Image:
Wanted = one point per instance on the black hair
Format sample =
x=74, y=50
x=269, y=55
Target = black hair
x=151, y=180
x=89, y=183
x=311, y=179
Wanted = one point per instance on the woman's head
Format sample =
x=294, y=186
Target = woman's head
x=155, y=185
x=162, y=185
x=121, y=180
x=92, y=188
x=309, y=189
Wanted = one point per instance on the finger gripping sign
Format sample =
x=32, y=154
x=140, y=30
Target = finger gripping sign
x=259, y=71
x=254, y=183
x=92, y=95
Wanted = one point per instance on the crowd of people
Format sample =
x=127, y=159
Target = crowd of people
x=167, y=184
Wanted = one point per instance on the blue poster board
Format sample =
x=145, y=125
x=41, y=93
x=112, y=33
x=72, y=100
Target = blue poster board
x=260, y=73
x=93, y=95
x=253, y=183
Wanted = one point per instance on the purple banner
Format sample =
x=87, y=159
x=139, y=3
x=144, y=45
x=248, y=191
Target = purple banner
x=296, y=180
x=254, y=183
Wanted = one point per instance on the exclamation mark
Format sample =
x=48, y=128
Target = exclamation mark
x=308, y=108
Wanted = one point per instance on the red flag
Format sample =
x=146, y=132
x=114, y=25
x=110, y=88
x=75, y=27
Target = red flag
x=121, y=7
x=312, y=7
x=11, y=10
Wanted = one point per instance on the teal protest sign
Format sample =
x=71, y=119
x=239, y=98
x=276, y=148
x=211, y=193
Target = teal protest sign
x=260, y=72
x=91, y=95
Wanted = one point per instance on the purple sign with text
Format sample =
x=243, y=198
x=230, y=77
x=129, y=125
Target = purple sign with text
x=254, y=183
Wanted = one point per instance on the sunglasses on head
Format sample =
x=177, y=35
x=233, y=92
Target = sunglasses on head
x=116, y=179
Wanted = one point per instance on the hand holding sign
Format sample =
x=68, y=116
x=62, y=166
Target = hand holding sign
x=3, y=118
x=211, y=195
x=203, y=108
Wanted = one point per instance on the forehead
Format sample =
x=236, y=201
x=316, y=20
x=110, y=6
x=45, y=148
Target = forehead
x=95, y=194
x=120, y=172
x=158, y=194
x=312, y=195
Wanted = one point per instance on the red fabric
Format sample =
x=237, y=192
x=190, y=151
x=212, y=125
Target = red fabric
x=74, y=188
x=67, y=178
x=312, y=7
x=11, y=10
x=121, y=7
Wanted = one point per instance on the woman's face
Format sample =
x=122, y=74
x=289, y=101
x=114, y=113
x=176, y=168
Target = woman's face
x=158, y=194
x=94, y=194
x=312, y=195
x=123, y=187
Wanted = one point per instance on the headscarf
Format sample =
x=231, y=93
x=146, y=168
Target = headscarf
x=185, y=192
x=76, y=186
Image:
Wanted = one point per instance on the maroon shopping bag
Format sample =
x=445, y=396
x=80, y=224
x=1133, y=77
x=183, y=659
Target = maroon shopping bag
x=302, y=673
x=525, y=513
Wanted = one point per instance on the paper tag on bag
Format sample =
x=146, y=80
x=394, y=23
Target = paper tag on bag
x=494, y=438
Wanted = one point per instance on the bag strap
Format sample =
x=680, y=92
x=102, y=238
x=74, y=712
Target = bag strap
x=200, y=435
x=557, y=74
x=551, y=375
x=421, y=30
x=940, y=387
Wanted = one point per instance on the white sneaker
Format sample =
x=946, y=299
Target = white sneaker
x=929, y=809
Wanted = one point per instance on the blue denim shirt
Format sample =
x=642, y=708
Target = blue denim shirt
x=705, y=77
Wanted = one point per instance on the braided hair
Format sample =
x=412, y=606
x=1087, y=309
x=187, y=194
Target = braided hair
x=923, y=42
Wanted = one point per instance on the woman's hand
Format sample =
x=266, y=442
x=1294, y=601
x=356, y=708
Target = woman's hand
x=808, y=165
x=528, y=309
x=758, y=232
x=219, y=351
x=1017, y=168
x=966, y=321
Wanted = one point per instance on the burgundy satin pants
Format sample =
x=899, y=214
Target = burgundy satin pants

——————

:: REQUIREMENTS ::
Return every line of the listing above verbatim, in its original order, with nothing added or changed.

:: EXERCISE SOLUTION ::
Image:
Wanted = one point per instance on the black hair
Format sample =
x=74, y=50
x=269, y=55
Target = black hair
x=151, y=180
x=89, y=183
x=311, y=179
Wanted = one point per instance on the woman's head
Format sample =
x=294, y=186
Target = woman's head
x=155, y=185
x=162, y=185
x=121, y=180
x=92, y=188
x=309, y=189
Wanted = one point per instance on the finger gripping sign
Format sample =
x=32, y=154
x=140, y=30
Target = finger gripping sign
x=259, y=71
x=254, y=183
x=92, y=95
Wanted = one point per instance on the crowd of people
Format sample =
x=127, y=159
Target = crowd of people
x=167, y=184
Wanted = one point per instance on the blue poster board
Format sample =
x=145, y=125
x=41, y=93
x=112, y=33
x=72, y=100
Target = blue poster board
x=260, y=73
x=93, y=95
x=253, y=183
Wanted = one point per instance on the purple banner
Format sample =
x=87, y=159
x=139, y=3
x=144, y=45
x=248, y=191
Target = purple banner
x=296, y=180
x=254, y=183
Wanted = one point per instance on the exclamation mark
Format sample =
x=48, y=128
Target = exclamation mark
x=308, y=108
Wanted = one point per instance on the red flag
Format sample =
x=146, y=132
x=114, y=25
x=110, y=88
x=75, y=27
Target = red flag
x=121, y=7
x=312, y=7
x=11, y=10
Wanted = one point per instance on the teal protest sign
Format sample =
x=71, y=119
x=239, y=98
x=276, y=148
x=211, y=193
Target = teal protest sign
x=260, y=72
x=91, y=95
Wanted = one point per instance on the purple sign with text
Format sample =
x=243, y=198
x=230, y=77
x=129, y=125
Target = purple sign with text
x=254, y=183
Wanted = one point per instance on the sunglasses on head
Format sample =
x=177, y=35
x=233, y=92
Target = sunglasses on head
x=116, y=179
Wanted = one point per instance on the hand holding sign
Format sample =
x=68, y=116
x=62, y=166
Target = hand holding sign
x=3, y=118
x=211, y=195
x=203, y=108
Wanted = one point per instance on the forehead
Format sample =
x=236, y=201
x=316, y=20
x=110, y=6
x=45, y=148
Target = forehead
x=95, y=194
x=120, y=172
x=158, y=194
x=312, y=195
Wanted = one point per instance on the red fabric
Format sample =
x=237, y=192
x=190, y=151
x=212, y=125
Target = red fabric
x=74, y=188
x=67, y=178
x=312, y=7
x=11, y=10
x=121, y=7
Wanted = one point per instance on the woman's face
Format sample =
x=122, y=74
x=289, y=101
x=114, y=113
x=176, y=168
Target = woman's face
x=158, y=194
x=94, y=194
x=312, y=195
x=123, y=187
Wanted = one point per instance on the headscarf
Format sample =
x=231, y=93
x=146, y=168
Target = headscarf
x=185, y=192
x=76, y=186
Image:
Wanted = one point per instance on the maroon shopping bag
Format sample =
x=445, y=396
x=80, y=224
x=1133, y=77
x=183, y=659
Target = maroon shopping bag
x=302, y=673
x=525, y=513
Wanted = one point per instance on the paper tag on bag
Format sample =
x=146, y=80
x=394, y=23
Target = paper tag on bag
x=494, y=438
Wanted = one point per instance on the bag strap
Format sample =
x=680, y=92
x=102, y=238
x=74, y=712
Target = bag strap
x=200, y=435
x=557, y=74
x=551, y=375
x=421, y=30
x=940, y=387
Wanted = one point per instance on the white sneaker
Format sample =
x=946, y=299
Target = white sneaker
x=929, y=809
Wanted = one point per instance on the blue denim shirt
Format sample =
x=642, y=708
Target = blue denim shirt
x=705, y=77
Wanted = one point per instance on the braided hair
Format sample =
x=412, y=606
x=1087, y=309
x=187, y=194
Target = braided hair
x=923, y=42
Wanted = one point per instance on the woman's hand
Format sample =
x=266, y=442
x=1294, y=601
x=356, y=708
Target = woman's hand
x=808, y=165
x=528, y=309
x=758, y=232
x=219, y=351
x=1017, y=168
x=966, y=321
Wanted = one point per instance on the burgundy satin pants
Format sample =
x=899, y=214
Target = burgundy satin pants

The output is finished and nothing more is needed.